[Items from a data source]
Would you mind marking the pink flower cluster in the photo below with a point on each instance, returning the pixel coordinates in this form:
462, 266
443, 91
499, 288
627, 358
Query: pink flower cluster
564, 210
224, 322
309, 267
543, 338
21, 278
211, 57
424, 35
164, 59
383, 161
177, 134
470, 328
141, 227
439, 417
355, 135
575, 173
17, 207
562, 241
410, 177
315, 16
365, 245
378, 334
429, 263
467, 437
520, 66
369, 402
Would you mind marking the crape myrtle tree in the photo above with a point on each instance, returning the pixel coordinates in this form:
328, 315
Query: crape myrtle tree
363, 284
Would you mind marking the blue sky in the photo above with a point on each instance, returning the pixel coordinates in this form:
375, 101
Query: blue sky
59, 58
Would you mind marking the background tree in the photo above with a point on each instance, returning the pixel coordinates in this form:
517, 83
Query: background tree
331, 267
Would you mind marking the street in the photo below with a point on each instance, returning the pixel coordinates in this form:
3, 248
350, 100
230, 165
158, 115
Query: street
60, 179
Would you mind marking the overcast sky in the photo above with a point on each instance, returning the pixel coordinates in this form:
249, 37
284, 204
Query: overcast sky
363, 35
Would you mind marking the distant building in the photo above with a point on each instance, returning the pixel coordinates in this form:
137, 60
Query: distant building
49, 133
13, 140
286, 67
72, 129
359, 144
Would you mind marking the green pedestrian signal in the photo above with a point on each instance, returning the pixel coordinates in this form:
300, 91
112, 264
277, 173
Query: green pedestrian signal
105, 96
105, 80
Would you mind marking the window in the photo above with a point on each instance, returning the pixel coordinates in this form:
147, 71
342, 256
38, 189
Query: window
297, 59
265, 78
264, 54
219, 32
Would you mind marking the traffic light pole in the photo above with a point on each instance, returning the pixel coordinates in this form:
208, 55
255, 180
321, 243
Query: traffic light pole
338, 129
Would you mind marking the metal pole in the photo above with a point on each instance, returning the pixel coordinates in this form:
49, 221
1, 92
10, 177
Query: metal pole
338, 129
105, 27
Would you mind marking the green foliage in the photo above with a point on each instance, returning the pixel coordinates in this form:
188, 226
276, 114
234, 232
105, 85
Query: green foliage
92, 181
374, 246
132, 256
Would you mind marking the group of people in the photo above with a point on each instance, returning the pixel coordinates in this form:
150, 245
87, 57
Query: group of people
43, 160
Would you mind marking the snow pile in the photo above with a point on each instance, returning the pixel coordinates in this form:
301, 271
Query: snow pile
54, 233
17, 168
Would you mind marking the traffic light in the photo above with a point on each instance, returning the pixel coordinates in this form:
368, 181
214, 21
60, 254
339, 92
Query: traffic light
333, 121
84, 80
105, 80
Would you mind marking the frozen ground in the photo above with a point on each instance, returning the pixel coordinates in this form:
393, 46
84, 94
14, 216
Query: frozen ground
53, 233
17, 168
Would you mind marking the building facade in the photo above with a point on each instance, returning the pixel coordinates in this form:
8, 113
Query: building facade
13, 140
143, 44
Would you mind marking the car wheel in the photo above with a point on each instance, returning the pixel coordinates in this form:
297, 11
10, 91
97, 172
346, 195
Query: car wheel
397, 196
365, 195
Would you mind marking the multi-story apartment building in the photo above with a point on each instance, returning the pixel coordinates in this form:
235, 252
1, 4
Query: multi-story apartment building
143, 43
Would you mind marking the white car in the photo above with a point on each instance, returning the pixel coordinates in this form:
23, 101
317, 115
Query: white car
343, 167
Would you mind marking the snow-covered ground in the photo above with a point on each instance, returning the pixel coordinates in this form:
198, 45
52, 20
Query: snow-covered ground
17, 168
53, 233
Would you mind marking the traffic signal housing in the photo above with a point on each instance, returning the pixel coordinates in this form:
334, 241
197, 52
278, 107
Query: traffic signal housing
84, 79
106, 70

ACTIVITY - Reproduce all entries exactly, leaving each one whole.

ANSWER SPACE -
Would you mind marking the pink flower cluster in the photo below with a point on each instance, returning the pixel coordinates in this form:
462, 266
443, 91
499, 288
627, 358
Query: pink flower cluster
564, 210
224, 322
309, 267
543, 338
21, 278
211, 57
424, 35
164, 59
383, 161
177, 134
470, 328
141, 227
439, 417
355, 135
575, 173
17, 207
562, 241
410, 177
315, 16
365, 245
378, 334
429, 263
467, 437
520, 66
369, 402
Would you mind marking the crape myrtle tree in the photo above with a point on each instance, returning the pixel coordinates in this form:
328, 315
Query: crape myrtle tree
363, 284
Would you mind marking the blue sky in the photo above with a point on each instance, returning the pixel coordinates in this form:
375, 101
Query: blue sky
59, 58
Would you mind marking the background tree in the photo above with a point on each instance, returning the pixel coordinates in this form:
517, 83
Query: background tree
331, 267
Would you mind marking the street in the photo below with a point on each instance, returning the pixel coordinates in this form:
3, 248
350, 100
230, 165
158, 115
Query: street
60, 179
Would you mind marking the overcast sky in the photo above with a point on each instance, returning the pixel coordinates in this form:
249, 37
284, 204
Query: overcast sky
363, 35
Would you mind marking the distant building in the photo above with a point on each instance, returning the pixel coordinates in this form:
137, 60
Query: distant building
49, 133
13, 140
286, 67
72, 129
359, 144
Would you mind marking the green pedestrian signal in the photo above with a point on each instance, returning the pixel coordinates in this form:
300, 91
112, 264
277, 173
Query: green pedestrian signal
105, 96
105, 80
Would you mind marking the window in the photo above with a point on each instance, returning the pixel coordinates in this form:
147, 71
342, 256
38, 189
Query: window
297, 59
265, 78
264, 54
219, 32
Would you mind marking the traffic light pole in the photo above with a point on each instance, returning the pixel coordinates in this form:
208, 55
255, 180
321, 243
Query: traffic light pole
338, 129
Would you mind marking the metal pole in the photo above with a point on each instance, returning the pixel coordinates in this form:
49, 221
1, 92
10, 177
Query: metal pole
338, 129
105, 27
Would you mind marking the green foliage in the photo above with a point on each instance, returning the pixel coordinates in this form:
188, 226
276, 114
234, 232
105, 85
Query: green foliage
92, 181
374, 246
132, 256
Would you mind marking the group of people in the photo above with a point on each instance, returning the pixel coordinates in this form:
150, 245
87, 57
Query: group of people
43, 160
Would you mind marking the snow pile in the photo above with a point on each instance, returning the pixel coordinates in this form:
301, 271
Query: snow pile
54, 233
17, 168
Would you mind marking the traffic light in the photo above with a point on each instance, returning the pixel coordinates in this form:
368, 181
214, 21
60, 254
339, 92
Query: traffic light
333, 121
84, 80
105, 80
Would you mind marking the frozen ground in the photo above with a point on each instance, returning the pixel coordinates in this form:
393, 46
84, 94
14, 216
Query: frozen ground
53, 233
17, 168
Would you mind marking the building facade in the photo above with a point on each instance, returning the pixel coordinates in this form:
8, 113
Query: building facade
13, 140
143, 44
Would you mind marking the car wheel in the photo above with a point on each instance, returning the pixel coordinates in this form:
297, 11
10, 91
97, 172
346, 195
Query: car wheel
397, 196
365, 195
Would you mind marking the multi-story apartment building in the photo above with a point on each instance, returning the pixel coordinates in this form:
235, 252
1, 4
Query: multi-story apartment building
143, 43
Would you mind marking the white car in the photo above with a point on each instance, returning the pixel coordinates in this form:
23, 101
317, 115
Query: white car
343, 167
Would you mind marking the snow-covered ground in the photo above with a point on each instance, returning the pixel coordinates in this form:
198, 45
52, 20
Query: snow-covered ground
17, 168
53, 233
Would you mind marking the traffic signal housing in the photo above with a point on each instance, returning the pixel coordinates in this form:
334, 241
197, 52
278, 107
Query: traffic signal housing
84, 79
106, 70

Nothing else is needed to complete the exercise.